Urine-derived podocytes undergo proliferation under cell culture conditions. Vogelmann et al. (38) cultured urinary cells from humans, and Petermann et al. (29) and Yu et al. (44) studied proliferating urinary cells from rats. They detected podocyte markers in cultured urinary cells. Further study of urinary podocytes offers an open window to an understanding of glomerular disease. Several laboratories have established conditionally immortalized podocyte cell lines derived from isolated mouse or human glomeruli using the thermosensitive SV40 T antigen tsA58 (13, 24, 33, 43). Under growth-restricted conditions, these cells display the differentiated phenotype which mimics physiological status and have been widely used to study the biology of podocytes.

[Exercise brief]: Can you give the podocyte passage again between "Urine-derived podocytes undergo" and "biology of podocytes.", inclusive, renaming "SV40 T antigen" as "simian virus 40 T antigen" throughout?

[Data to examine]:
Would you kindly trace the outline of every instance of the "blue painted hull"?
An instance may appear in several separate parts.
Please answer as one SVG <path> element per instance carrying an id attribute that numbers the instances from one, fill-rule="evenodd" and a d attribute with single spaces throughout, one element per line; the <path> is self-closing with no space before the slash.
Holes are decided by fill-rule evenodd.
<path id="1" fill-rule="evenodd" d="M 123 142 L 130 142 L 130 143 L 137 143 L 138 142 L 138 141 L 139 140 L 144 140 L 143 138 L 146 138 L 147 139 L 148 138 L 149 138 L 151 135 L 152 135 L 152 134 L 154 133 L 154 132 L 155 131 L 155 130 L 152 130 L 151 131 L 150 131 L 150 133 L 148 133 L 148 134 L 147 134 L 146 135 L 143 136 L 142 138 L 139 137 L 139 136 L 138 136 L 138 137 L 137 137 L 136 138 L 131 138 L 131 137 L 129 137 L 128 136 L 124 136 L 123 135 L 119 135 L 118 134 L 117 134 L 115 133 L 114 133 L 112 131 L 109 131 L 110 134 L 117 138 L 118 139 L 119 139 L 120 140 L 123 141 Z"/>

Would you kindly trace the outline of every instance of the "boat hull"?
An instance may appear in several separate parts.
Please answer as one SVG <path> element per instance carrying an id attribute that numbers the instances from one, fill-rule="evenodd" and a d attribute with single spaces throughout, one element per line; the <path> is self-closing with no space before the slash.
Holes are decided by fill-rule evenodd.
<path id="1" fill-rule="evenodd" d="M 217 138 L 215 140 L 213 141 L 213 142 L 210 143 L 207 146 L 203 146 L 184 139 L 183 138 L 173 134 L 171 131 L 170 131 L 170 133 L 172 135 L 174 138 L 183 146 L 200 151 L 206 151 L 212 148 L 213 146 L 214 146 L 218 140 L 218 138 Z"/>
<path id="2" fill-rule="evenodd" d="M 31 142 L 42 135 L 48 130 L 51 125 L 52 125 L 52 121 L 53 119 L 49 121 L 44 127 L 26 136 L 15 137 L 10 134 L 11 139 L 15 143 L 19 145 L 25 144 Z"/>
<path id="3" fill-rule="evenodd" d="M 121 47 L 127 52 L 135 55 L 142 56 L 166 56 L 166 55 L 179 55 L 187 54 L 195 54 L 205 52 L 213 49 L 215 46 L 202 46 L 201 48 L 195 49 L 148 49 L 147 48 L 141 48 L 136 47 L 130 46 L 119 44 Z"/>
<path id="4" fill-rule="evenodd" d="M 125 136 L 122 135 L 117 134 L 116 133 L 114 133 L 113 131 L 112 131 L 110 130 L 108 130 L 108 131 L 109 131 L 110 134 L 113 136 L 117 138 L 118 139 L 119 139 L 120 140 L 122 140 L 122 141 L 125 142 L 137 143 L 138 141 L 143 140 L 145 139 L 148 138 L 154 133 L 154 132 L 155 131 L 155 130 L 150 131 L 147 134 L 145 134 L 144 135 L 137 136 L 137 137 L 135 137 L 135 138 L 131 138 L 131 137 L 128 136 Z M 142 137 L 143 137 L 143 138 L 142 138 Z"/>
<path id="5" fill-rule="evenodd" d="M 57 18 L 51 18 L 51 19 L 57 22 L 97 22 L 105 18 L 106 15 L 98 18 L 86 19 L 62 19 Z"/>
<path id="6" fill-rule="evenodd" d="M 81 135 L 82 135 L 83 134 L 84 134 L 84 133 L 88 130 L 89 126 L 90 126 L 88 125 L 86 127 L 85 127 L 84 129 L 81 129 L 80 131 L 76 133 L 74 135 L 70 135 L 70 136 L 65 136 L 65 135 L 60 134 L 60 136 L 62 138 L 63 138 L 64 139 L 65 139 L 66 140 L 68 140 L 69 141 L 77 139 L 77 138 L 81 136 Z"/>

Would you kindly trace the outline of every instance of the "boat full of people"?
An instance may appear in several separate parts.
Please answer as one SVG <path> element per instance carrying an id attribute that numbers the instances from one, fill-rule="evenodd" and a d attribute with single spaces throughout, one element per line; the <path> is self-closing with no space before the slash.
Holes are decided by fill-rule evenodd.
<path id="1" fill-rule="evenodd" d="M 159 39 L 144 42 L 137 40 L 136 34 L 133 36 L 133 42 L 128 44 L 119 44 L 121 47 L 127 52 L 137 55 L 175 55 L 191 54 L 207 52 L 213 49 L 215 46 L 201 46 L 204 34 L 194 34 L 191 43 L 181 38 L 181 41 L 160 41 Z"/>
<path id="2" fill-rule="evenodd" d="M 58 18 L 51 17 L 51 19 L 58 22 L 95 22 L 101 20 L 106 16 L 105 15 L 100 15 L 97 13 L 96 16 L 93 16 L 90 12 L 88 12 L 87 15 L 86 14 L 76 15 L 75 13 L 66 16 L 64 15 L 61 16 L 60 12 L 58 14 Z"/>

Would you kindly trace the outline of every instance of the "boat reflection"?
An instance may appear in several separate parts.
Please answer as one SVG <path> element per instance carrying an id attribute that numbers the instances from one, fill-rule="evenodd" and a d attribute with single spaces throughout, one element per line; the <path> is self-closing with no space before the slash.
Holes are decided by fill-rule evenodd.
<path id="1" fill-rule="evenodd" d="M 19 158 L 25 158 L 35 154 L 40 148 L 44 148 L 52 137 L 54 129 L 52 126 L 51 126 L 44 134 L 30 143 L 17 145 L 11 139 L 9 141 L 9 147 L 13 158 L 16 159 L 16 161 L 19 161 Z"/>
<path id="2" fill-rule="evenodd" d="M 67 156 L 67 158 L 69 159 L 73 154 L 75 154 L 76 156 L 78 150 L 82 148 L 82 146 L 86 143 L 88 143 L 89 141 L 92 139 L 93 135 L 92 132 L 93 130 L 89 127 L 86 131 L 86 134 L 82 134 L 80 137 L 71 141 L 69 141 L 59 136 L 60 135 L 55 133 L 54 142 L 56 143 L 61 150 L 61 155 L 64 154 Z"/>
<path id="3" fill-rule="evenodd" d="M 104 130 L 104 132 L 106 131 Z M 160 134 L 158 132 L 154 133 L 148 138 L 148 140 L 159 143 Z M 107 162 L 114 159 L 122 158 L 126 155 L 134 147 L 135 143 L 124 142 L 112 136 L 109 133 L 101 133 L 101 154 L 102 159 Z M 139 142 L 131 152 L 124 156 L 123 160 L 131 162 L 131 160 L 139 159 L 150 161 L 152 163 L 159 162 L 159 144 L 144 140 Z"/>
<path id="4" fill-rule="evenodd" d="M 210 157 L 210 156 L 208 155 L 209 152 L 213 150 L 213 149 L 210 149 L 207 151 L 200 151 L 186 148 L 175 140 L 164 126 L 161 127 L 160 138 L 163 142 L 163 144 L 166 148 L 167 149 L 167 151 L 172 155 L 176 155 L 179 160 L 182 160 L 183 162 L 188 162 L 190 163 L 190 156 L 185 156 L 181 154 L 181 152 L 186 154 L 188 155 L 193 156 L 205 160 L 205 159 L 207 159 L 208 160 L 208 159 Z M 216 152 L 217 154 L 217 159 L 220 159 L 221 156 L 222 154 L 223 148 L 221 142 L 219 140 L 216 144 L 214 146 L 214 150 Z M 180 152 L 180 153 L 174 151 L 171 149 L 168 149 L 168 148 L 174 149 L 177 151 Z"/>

[Task solution]:
Urine-derived podocytes undergo proliferation under cell culture conditions. Vogelmann et al. (38) cultured urinary cells from humans, and Petermann et al. (29) and Yu et al. (44) studied proliferating urinary cells from rats. They detected podocyte markers in cultured urinary cells. Further study of urinary podocytes offers an open window to an understanding of glomerular disease. Several laboratories have established conditionally immortalized podocyte cell lines derived from isolated mouse or human glomeruli using the thermosensitive simian virus 40 T antigen tsA58 (13, 24, 33, 43). Under growth-restricted conditions, these cells display the differentiated phenotype which mimics physiological status and have been widely used to study the biology of podocytes.